(Saved entries)
[Start of Attachment]

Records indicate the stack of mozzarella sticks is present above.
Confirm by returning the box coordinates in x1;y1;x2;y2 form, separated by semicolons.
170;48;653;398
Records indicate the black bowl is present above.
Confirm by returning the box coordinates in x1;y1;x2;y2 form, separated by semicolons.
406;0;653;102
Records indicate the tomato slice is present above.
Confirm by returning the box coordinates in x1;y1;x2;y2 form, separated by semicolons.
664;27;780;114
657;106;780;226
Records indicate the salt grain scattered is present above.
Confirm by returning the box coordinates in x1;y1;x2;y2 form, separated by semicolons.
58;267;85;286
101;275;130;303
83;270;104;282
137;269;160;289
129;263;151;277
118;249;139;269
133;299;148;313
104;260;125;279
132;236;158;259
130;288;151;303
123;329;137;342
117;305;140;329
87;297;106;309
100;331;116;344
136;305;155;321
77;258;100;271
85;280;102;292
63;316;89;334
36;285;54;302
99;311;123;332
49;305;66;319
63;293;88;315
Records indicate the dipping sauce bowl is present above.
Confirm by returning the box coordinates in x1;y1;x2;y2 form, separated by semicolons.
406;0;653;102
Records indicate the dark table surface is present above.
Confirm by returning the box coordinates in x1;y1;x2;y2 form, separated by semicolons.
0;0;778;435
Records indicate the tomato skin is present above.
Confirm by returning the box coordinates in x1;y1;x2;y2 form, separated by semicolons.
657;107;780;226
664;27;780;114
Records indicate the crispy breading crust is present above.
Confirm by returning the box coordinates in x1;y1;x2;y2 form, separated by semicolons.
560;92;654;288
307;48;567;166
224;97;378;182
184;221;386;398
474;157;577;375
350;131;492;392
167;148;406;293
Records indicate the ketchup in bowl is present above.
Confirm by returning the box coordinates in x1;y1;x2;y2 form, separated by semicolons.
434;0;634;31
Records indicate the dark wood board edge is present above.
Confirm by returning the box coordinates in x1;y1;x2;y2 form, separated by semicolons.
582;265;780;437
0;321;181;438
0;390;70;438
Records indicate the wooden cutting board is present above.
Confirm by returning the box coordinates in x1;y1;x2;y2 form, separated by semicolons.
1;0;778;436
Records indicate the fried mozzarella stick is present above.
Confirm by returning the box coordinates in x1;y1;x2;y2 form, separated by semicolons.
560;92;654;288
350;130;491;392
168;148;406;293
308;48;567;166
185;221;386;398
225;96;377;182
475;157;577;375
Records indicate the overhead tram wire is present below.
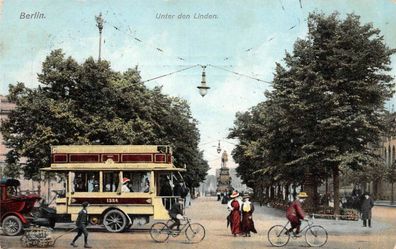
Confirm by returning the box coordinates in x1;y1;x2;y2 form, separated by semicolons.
208;64;272;84
119;64;200;91
104;19;188;63
141;64;200;84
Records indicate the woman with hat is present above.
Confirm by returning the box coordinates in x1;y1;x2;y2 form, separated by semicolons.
286;192;308;236
241;194;257;237
228;191;242;236
360;192;374;227
121;178;131;192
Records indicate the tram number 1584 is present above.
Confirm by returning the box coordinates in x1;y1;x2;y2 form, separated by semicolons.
106;198;119;203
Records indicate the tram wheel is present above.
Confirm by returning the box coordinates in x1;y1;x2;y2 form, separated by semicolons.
103;209;127;233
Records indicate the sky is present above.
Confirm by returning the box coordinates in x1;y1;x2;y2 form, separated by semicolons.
0;0;395;175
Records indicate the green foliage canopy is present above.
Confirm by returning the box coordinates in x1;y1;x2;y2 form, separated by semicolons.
1;49;209;187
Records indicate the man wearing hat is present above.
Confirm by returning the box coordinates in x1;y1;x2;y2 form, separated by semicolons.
71;201;91;248
168;198;184;231
286;192;308;236
121;178;130;192
360;192;374;227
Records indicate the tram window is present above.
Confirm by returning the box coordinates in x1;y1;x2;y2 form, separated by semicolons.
72;172;99;192
103;172;119;192
158;174;173;196
122;172;151;192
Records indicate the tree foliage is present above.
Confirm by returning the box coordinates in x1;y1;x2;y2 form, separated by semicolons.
1;49;208;187
229;12;394;212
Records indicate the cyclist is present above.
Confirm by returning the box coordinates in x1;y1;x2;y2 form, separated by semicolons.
286;192;308;237
168;197;184;231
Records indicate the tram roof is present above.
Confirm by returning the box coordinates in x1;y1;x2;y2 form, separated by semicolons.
41;163;186;172
51;145;171;154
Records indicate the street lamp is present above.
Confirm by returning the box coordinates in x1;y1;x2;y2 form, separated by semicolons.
197;65;210;97
95;12;104;61
216;140;221;154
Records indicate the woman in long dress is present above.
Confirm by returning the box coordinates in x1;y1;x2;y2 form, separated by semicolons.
229;191;241;236
241;194;257;237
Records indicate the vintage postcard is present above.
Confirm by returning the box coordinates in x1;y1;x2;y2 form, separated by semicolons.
0;0;395;248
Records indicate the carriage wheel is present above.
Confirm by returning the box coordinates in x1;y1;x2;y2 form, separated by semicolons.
103;210;127;233
2;215;23;236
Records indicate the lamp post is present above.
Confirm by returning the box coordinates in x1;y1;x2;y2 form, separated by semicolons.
197;65;210;97
95;13;104;61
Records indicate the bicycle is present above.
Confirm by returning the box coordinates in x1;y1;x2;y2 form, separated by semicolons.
267;218;328;247
149;216;206;243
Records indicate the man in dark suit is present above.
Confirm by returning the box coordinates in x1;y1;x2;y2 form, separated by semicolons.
168;198;184;231
71;202;91;248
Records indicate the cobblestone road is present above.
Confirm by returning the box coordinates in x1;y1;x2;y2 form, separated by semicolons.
1;197;396;249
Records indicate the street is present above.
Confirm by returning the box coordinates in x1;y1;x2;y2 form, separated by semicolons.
1;197;396;249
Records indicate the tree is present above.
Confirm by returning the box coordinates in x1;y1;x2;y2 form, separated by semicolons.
1;49;208;187
229;12;395;214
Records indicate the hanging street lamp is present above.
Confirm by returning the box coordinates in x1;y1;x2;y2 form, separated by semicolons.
216;140;221;154
197;65;210;97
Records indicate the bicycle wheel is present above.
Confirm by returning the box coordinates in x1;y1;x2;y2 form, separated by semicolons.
305;225;328;247
267;225;290;247
185;223;206;243
149;222;170;243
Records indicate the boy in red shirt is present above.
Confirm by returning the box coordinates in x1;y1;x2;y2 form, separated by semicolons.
286;192;308;236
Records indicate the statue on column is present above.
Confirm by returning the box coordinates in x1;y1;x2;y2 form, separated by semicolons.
221;150;228;168
217;150;232;194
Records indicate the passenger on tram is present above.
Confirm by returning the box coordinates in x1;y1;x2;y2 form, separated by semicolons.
121;178;131;192
88;175;99;192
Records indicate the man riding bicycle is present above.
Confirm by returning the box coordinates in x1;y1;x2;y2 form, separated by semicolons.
168;198;184;231
286;192;308;237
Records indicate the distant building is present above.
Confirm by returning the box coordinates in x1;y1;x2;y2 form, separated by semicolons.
0;95;16;168
197;175;217;196
371;136;396;200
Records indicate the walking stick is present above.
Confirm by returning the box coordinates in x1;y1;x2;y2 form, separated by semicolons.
50;227;78;246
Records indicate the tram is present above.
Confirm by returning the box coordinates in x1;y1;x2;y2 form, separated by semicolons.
41;145;186;233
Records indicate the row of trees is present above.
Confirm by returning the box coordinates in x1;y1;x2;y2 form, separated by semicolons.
1;49;209;189
229;12;395;214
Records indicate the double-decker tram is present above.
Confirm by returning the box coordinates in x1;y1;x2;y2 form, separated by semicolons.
41;145;186;233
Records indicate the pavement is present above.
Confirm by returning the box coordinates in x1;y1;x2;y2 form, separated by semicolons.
1;197;396;249
374;200;396;207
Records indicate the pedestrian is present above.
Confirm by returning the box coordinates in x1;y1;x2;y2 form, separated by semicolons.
286;192;308;237
228;191;242;237
70;201;92;248
217;191;221;201
241;194;257;237
168;198;184;231
360;192;374;228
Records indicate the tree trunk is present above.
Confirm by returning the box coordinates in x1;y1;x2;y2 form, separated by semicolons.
303;171;316;212
285;184;290;202
270;186;275;201
333;166;340;215
265;187;270;203
391;182;394;205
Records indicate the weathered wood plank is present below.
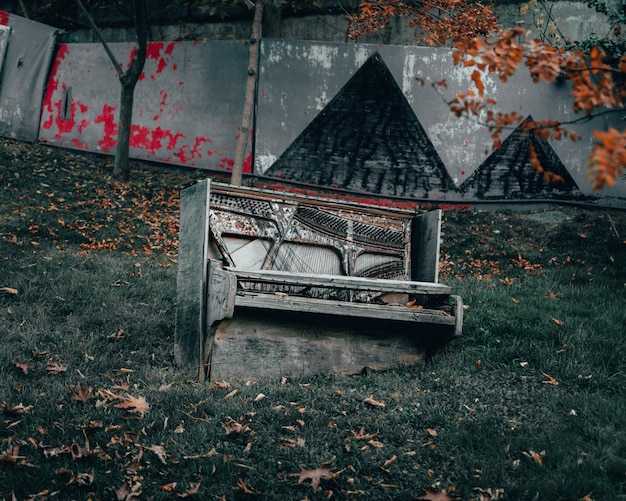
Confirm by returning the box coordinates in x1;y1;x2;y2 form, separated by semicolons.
412;209;442;283
210;310;440;380
174;179;211;377
206;260;236;326
234;292;456;325
225;267;452;295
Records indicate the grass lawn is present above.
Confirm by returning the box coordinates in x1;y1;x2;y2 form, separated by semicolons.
1;138;625;500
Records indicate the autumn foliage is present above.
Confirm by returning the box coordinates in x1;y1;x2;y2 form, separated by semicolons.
347;0;498;46
348;1;626;190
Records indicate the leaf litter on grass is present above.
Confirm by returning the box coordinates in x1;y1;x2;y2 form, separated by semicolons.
1;138;625;500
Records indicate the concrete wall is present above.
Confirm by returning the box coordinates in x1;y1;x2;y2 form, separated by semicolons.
38;40;250;172
256;39;625;207
0;12;57;141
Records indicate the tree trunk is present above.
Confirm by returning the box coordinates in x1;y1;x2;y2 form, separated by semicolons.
113;83;136;181
231;0;264;186
112;0;148;181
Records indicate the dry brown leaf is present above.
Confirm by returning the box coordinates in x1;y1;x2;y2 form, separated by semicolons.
280;437;306;448
473;487;505;500
147;444;167;464
114;395;149;418
113;479;143;501
253;393;266;403
426;428;438;437
363;395;386;408
70;382;93;403
224;389;238;399
0;287;18;296
351;427;379;441
552;317;564;326
415;486;461;500
183;448;217;460
368;439;384;448
289;466;337;492
236;477;260;496
12;358;30;375
222;415;251;435
0;446;25;464
159;482;177;492
523;450;544;466
2;402;34;415
175;482;201;498
542;372;559;385
47;360;68;375
108;328;124;341
381;455;397;470
75;471;94;486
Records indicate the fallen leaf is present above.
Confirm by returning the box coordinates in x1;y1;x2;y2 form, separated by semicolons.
426;428;438;437
113;479;143;501
159;482;177;492
289;466;337;492
473;487;505;501
75;471;94;486
70;382;93;402
114;395;149;418
280;437;305;448
12;358;30;375
381;455;397;470
351;427;379;440
415;486;461;500
108;328;125;341
213;380;230;388
552;317;564;326
2;402;34;415
236;477;260;495
368;439;384;448
253;393;266;403
222;415;251;435
175;482;201;498
0;287;18;296
523;449;544;466
47;360;68;375
542;372;559;385
224;389;238;399
0;446;26;464
147;444;167;464
363;395;386;408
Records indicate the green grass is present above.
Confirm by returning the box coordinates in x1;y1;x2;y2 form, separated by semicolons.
1;138;625;500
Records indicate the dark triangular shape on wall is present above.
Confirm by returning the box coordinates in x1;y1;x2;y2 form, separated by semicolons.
458;116;582;200
265;52;456;198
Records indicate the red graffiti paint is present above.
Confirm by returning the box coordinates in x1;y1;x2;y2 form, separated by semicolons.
130;125;186;155
41;44;70;130
94;104;118;153
0;11;9;25
190;137;211;159
70;139;90;150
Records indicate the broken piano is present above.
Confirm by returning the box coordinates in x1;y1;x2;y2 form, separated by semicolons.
175;179;463;381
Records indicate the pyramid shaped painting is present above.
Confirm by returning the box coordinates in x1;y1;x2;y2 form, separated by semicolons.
265;53;455;198
458;117;582;200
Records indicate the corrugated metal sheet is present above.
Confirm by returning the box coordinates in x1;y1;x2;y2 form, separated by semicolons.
39;40;250;172
0;11;57;141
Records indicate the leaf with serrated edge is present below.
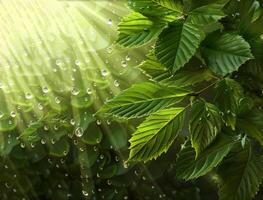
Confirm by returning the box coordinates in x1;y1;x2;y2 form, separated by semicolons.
99;82;190;119
190;100;222;156
218;144;263;200
202;33;253;75
176;134;236;180
156;21;201;73
129;107;186;161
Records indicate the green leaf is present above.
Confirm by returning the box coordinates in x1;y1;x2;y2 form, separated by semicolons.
237;109;263;146
155;21;201;73
48;137;70;157
202;33;253;75
129;107;186;161
128;0;183;21
99;82;190;119
139;52;213;87
187;3;226;25
214;78;244;130
139;51;172;82
118;12;154;35
217;144;263;200
176;134;236;180
81;123;103;145
190;99;222;156
117;12;164;48
153;0;183;12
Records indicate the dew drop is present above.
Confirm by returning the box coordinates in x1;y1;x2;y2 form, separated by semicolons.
38;103;44;110
86;88;92;95
55;97;61;104
10;111;16;118
101;69;108;77
25;92;33;100
82;190;89;197
20;142;25;148
114;80;120;87
75;127;84;137
71;87;80;96
125;54;131;61
42;86;49;94
121;60;128;68
96;119;101;125
107;19;112;26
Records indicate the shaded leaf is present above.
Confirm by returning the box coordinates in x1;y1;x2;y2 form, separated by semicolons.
176;134;236;180
190;99;222;156
217;144;263;200
202;33;253;75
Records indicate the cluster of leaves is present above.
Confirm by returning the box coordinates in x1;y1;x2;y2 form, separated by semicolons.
100;0;263;199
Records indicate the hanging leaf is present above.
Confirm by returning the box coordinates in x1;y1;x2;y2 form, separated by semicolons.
48;137;70;157
176;134;236;180
129;107;186;161
187;3;226;25
155;21;202;73
202;32;253;75
237;109;263;146
214;78;244;130
217;144;263;200
190;99;222;156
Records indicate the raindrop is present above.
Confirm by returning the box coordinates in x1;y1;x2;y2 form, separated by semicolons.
20;142;26;148
42;86;49;94
86;88;92;95
96;119;101;125
123;161;129;168
107;18;112;26
25;92;33;100
121;60;128;68
71;87;80;96
107;180;112;185
114;80;120;87
70;119;75;126
41;139;46;144
107;46;113;54
82;190;89;197
44;125;49;131
31;143;35;148
10;111;16;118
101;69;108;77
55;97;61;104
75;127;84;137
126;54;131;61
38;103;44;110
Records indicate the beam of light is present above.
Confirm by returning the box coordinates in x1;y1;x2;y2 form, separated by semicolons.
0;0;165;199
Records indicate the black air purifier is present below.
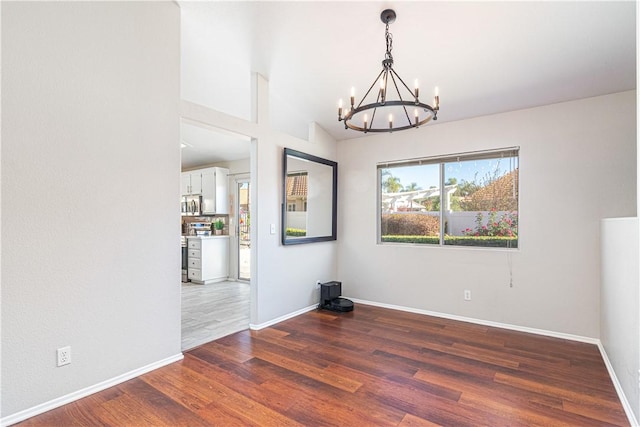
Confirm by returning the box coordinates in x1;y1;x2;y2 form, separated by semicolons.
319;281;354;312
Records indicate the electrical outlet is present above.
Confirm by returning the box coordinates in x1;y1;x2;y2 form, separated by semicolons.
464;290;471;301
316;280;322;289
57;346;71;367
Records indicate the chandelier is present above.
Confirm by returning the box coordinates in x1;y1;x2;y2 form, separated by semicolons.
338;9;440;133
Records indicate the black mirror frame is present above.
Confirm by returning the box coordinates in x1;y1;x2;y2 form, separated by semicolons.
282;148;338;245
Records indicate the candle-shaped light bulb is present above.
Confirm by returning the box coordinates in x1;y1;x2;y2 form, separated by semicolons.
414;108;419;126
389;113;393;130
350;87;355;107
379;78;385;102
434;86;440;110
414;79;419;99
364;113;368;131
338;99;343;119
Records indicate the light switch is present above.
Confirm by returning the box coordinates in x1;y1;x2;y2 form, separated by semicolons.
270;224;276;234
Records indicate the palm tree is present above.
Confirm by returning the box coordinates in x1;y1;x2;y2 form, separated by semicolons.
404;182;421;192
382;176;403;193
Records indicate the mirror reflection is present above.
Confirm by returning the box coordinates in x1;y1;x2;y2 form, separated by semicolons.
282;148;337;245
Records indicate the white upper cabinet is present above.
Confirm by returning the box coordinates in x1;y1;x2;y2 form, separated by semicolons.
181;171;202;195
201;167;229;214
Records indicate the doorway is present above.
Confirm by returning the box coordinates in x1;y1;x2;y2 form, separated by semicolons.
180;120;252;351
236;177;251;281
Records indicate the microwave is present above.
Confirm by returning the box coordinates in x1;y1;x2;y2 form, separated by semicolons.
181;195;202;216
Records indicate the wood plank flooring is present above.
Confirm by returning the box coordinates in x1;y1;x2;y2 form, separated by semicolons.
19;304;629;426
181;281;250;351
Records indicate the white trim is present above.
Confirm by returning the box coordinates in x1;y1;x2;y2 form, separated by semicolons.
597;343;640;427
249;304;317;330
1;353;184;427
349;298;599;344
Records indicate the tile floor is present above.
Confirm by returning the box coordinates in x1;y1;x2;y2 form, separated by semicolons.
181;280;250;350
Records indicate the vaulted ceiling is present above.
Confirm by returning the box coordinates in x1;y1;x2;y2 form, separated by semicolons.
179;1;636;164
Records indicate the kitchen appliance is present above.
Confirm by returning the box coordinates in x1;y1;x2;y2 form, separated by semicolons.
181;236;188;282
181;195;202;216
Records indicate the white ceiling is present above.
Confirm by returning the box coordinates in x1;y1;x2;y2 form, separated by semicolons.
179;1;636;159
180;121;251;169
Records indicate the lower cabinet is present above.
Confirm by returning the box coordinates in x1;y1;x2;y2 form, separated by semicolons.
187;236;229;284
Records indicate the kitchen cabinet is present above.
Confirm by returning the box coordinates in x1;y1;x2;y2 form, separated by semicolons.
187;236;229;284
181;171;202;195
201;167;229;214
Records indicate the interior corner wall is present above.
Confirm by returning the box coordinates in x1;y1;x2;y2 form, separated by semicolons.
337;91;636;338
1;2;181;419
253;121;339;325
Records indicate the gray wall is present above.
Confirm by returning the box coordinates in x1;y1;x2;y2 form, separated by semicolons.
1;1;181;418
337;91;636;338
601;218;639;422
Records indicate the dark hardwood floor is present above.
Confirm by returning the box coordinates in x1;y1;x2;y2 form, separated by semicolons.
19;304;629;426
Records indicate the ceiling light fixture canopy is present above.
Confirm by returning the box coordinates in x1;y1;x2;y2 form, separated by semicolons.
338;9;440;133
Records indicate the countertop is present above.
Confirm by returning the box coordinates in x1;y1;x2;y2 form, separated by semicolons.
185;235;229;239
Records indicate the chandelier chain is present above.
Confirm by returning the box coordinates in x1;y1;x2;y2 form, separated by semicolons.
385;22;393;63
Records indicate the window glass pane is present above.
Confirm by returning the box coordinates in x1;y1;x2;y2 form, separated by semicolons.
444;156;518;248
380;164;441;244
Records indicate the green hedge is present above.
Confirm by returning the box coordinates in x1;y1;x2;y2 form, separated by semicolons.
381;235;440;244
381;235;518;248
286;228;307;237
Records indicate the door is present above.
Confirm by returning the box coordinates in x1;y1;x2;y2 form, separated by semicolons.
236;178;250;281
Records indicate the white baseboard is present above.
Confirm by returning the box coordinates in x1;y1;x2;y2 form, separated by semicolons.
597;343;640;427
249;303;317;330
348;297;600;344
1;353;184;427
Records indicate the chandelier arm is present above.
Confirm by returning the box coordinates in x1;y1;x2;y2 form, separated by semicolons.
388;71;413;126
390;68;418;102
357;69;386;110
388;70;403;102
370;106;378;129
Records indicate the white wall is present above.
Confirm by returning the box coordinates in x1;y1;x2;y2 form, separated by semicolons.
180;3;252;121
1;2;181;420
601;217;639;422
253;122;338;324
337;91;636;338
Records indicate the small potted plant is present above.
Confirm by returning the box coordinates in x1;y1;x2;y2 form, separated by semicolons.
213;219;224;235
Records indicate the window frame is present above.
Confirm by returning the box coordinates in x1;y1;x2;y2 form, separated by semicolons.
377;147;520;249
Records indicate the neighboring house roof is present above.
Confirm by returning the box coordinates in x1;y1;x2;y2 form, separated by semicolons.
286;174;307;198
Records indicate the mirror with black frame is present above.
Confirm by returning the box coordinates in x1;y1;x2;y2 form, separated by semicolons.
282;148;337;245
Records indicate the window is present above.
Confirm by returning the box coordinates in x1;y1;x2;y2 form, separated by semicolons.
378;148;519;248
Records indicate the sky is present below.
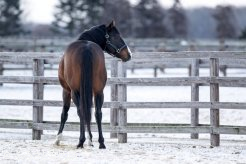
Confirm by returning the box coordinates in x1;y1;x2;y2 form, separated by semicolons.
21;0;246;24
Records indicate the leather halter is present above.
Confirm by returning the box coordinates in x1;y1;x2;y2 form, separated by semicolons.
104;33;127;57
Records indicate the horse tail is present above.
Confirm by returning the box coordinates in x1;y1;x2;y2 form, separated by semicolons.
80;47;93;125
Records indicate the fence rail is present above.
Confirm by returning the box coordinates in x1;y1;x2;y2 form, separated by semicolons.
1;38;246;51
0;51;246;147
1;51;246;78
1;119;246;135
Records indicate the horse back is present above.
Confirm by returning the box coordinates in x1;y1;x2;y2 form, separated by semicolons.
58;40;107;93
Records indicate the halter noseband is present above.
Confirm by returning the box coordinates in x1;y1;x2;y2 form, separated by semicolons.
105;33;127;57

[End of Attachment]

> **INSTRUCTIONS FOR THE TASK**
Of the lines above, retype only those from the line containing "Records indicate the pyramid" through the line containing "Records indicate the corrugated", including both, exactly.

> **ANSWER SECTION**
Records indicate the pyramid shaped painting is present above.
Confirm by returning the box coordinates in x1;y1;x2;y2 form, separated by semicolons.
265;53;455;198
458;117;582;200
Records indicate the corrugated metal sheet is present above.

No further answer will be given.